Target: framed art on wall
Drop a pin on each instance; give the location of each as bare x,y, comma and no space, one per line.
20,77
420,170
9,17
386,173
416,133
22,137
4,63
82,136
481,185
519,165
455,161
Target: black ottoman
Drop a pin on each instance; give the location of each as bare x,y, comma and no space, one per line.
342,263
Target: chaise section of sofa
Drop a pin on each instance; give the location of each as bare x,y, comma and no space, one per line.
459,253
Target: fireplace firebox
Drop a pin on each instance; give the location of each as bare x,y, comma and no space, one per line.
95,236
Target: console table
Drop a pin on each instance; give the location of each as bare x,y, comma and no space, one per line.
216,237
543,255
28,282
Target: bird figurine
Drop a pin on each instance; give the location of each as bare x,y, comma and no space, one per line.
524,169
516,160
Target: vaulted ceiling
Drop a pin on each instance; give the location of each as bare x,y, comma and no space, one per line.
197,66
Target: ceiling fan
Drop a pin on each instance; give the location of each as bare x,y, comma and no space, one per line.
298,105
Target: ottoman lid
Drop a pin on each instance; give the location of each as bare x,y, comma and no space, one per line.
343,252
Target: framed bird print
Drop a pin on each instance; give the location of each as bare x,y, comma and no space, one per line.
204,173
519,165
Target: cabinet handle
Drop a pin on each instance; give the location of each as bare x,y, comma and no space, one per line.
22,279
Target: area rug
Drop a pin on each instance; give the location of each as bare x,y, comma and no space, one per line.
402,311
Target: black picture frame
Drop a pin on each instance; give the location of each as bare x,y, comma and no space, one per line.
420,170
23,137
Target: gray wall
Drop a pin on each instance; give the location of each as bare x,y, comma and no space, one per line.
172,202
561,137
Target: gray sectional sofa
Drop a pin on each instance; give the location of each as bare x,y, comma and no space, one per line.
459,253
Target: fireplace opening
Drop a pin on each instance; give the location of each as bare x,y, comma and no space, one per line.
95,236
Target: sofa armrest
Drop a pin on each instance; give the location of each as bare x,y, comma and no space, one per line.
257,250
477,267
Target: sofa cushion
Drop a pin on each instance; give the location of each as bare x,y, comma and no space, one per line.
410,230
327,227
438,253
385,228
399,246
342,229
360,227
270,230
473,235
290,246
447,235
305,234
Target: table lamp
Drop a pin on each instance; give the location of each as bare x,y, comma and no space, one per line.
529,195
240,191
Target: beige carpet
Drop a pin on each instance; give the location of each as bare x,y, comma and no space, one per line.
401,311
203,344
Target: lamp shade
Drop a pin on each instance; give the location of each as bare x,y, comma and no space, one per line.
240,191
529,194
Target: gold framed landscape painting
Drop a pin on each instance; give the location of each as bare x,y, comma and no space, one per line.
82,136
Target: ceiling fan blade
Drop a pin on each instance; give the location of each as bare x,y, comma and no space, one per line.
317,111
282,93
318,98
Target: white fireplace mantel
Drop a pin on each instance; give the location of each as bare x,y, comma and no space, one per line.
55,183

- **PROBLEM DESCRIPTION**: Restate the data word for word. Begin at its first line, end at the line that contains "Target: sofa armrest", and include both.

- **WRITTEN ANSWER**:
Target: framed art on wall
Drop a pin on each instance; give the location of each as bare x,y, comma and no space, one per line.
20,77
420,170
9,17
386,173
416,133
22,137
4,63
82,136
481,185
519,165
455,161
Target: black ottoman
Drop a pin on each instance; give the location of each as bare x,y, comma and no space, one per line.
342,263
Target: chaise section of sofa
Drop a pin on each instance; give the location of each as bare x,y, comma and no space, one per line.
459,253
Target: fireplace firebox
Drop a pin on each instance; give the location of each as bare x,y, comma and no space, one per line.
95,236
Target: console table
Drop a pin on each instance; give the location of each as bare x,y, comma and no space, one per line.
216,237
543,255
28,282
Target: bird figurine
Drop a pin on each instance; give the location of each as bare x,y, comma and no space, one per line.
524,169
516,160
Target: vaulted ceiling
Drop a pin on each instance; give the location of each as bare x,y, comma and no space, one per line.
197,66
Target: ceiling fan
Drop a pin on each instance; give the location of each as bare x,y, comma and no space, one per line.
298,105
Target: ottoman lid
Drop a pin on each instance; give the location of each as bare x,y, comma and no space, one per line.
343,252
Target: framed bird print
Drop a pin on each instance; give the location of each as bare x,y, comma and no space, one per line.
204,173
519,165
Target: cabinet handle
Drop a pin on each instance; give the location of each as bare x,y, comma and no space, one per line.
22,279
Target: area rug
Drop a pin on each instance; give the location of each as bare x,y, comma and no space, one per line.
402,311
Target: black picture frame
Drop a pin on each instance; give the location of each as bare x,y, comma and no space, one per line.
420,170
23,137
Target: gray wall
Drop a pin on each instance; give the location of each as bare x,y, comma and no space, one per line.
172,202
561,137
Target: gray sectional sofa
Drop a pin on each instance; give the location of each as bare x,y, comma and no space, one per line.
459,253
Target: fireplace opening
Drop a pin on each instance; give the location of each as bare x,y, comma and no space, one per line.
95,236
Target: sofa armrest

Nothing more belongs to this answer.